What is needed: Could you switch every "camera-trap" in the data below to "trail-camera" and give the lines again with nothing else changed?

Data for this exercise:
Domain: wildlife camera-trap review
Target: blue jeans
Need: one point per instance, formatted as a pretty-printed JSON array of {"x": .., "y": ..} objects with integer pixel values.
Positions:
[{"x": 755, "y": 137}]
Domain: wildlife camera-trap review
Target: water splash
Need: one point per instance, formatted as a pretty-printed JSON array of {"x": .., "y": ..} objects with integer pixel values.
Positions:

Right answer:
Domain: wildlife trail-camera review
Target: blue jeans
Need: one point per instance, formatted as a pretty-printed JSON array of {"x": .., "y": ..} objects with integer pixel values.
Positions:
[{"x": 755, "y": 137}]
Domain: wildlife trail-camera review
Target: water splash
Need: one point per instance, formatted as a pretty-printed JSON array of {"x": .., "y": ..} objects with integer pixel values.
Positions:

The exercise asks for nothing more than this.